WHAT YOU NEED TO DO: Render every line of the entries below as a numbered list, omitting blank lines.

┌─ DATA SHOWN

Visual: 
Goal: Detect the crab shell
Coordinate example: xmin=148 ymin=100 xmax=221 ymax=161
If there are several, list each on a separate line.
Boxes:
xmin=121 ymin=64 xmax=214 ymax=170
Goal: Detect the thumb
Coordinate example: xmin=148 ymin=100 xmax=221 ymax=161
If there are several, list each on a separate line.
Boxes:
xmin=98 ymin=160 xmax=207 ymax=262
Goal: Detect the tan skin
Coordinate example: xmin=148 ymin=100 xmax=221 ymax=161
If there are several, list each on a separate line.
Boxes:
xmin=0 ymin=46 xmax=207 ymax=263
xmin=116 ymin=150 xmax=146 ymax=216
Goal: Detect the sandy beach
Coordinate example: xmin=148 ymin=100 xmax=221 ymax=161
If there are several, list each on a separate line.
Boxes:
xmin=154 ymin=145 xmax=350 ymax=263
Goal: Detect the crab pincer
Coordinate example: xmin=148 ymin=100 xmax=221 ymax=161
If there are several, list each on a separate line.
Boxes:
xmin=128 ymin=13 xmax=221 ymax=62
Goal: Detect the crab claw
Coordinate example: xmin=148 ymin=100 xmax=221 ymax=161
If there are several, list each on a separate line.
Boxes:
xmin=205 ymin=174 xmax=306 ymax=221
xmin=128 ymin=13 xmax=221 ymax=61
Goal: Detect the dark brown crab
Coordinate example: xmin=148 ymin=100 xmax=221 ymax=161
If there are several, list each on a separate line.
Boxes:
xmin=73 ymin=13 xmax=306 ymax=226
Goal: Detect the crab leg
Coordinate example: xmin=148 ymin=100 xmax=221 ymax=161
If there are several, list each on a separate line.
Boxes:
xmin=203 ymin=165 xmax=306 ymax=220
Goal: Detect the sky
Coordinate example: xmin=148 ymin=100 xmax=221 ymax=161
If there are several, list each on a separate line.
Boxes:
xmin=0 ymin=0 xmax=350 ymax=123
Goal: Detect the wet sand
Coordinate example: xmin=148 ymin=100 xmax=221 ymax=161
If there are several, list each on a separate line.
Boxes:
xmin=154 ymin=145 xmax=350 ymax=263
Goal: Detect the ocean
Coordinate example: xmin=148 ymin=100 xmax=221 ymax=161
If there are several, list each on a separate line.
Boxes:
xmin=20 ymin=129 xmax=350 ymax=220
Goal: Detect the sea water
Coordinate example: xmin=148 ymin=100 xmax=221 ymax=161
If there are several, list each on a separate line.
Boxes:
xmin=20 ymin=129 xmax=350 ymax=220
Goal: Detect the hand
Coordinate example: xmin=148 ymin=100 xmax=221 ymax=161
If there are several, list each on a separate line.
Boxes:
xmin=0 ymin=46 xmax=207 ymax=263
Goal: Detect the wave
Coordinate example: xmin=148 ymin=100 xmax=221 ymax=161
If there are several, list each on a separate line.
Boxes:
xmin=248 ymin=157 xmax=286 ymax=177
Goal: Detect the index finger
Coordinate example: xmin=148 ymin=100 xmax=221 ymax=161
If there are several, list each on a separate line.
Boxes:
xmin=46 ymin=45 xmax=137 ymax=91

└─

TASK OUTPUT:
1. Visual: 
2. Goal: Detect the crab shell
3. Coordinate example: xmin=148 ymin=100 xmax=221 ymax=161
4. If there are several, list each on a separate line.
5. Boxes:
6. xmin=121 ymin=64 xmax=214 ymax=170
7. Goal: Detect the thumb
8. Coordinate example: xmin=148 ymin=100 xmax=221 ymax=161
9. If there are several, list each on a separate line.
10. Boxes:
11. xmin=98 ymin=160 xmax=207 ymax=262
12. Goal: Detect the tan skin
13. Coordinate example: xmin=148 ymin=100 xmax=221 ymax=161
14. If there are several, list each on a separate line.
15. Boxes:
16. xmin=0 ymin=46 xmax=207 ymax=263
17. xmin=116 ymin=150 xmax=146 ymax=216
18. Goal: Detect the sandy beach
19. Coordinate example: xmin=148 ymin=100 xmax=221 ymax=161
20. If there are several, list each on a separate line.
21. Boxes:
22. xmin=154 ymin=145 xmax=350 ymax=263
23. Goal: Detect the crab pincer
24. Coordinate example: xmin=148 ymin=100 xmax=221 ymax=161
25. If there are several, list each on a separate line.
26. Boxes:
27. xmin=128 ymin=13 xmax=221 ymax=62
28. Goal: Detect the crab claw
29. Coordinate example: xmin=148 ymin=100 xmax=221 ymax=161
30. If there are several, list each on a separate line.
31. Boxes:
32. xmin=205 ymin=174 xmax=306 ymax=221
33. xmin=128 ymin=13 xmax=221 ymax=61
34. Goal: Detect the dark brown crab
35. Coordinate example: xmin=148 ymin=100 xmax=221 ymax=161
36. If there are several, list each on a separate line.
37. Boxes:
38. xmin=73 ymin=13 xmax=306 ymax=226
39. Goal: Detect the crab leg
40. Coordinate example: xmin=148 ymin=100 xmax=221 ymax=161
41. If there are several, list each on a separate line.
42. Boxes:
43. xmin=203 ymin=165 xmax=306 ymax=220
44. Goal: Detect the sky
45. Coordinate example: xmin=148 ymin=100 xmax=221 ymax=161
46. If there are several, list each on a separate line.
47. Boxes:
48. xmin=0 ymin=0 xmax=350 ymax=123
49. Goal: Detect the wet sand
50. Coordinate example: xmin=148 ymin=100 xmax=221 ymax=161
51. If there are several, list each on a separate line.
52. Boxes:
53. xmin=154 ymin=145 xmax=350 ymax=263
54. Goal: Detect the ocean
55. Coordinate example: xmin=148 ymin=100 xmax=221 ymax=161
56. If there are several, list each on a separate line.
57. Boxes:
58. xmin=20 ymin=129 xmax=350 ymax=220
59. Goal: Detect the sea water
60. Coordinate example: xmin=148 ymin=100 xmax=221 ymax=161
61. If there are several, list each on a separate line.
62. Boxes:
63. xmin=20 ymin=129 xmax=350 ymax=220
64. Goal: Detect the hand
65. Coordinate example: xmin=148 ymin=100 xmax=221 ymax=161
66. If there are several, list each on a separate line.
67. Boxes:
68. xmin=0 ymin=46 xmax=207 ymax=263
69. Goal: Detect the wave
70. Coordinate example: xmin=148 ymin=100 xmax=221 ymax=161
71. If there are several, list each on a separate line.
72. Boxes:
73. xmin=248 ymin=157 xmax=286 ymax=177
74. Goal: Detect the index finger
75. Coordinate example: xmin=148 ymin=100 xmax=221 ymax=161
76. If there are several, list each on a separate line.
77. Boxes:
78. xmin=46 ymin=45 xmax=137 ymax=91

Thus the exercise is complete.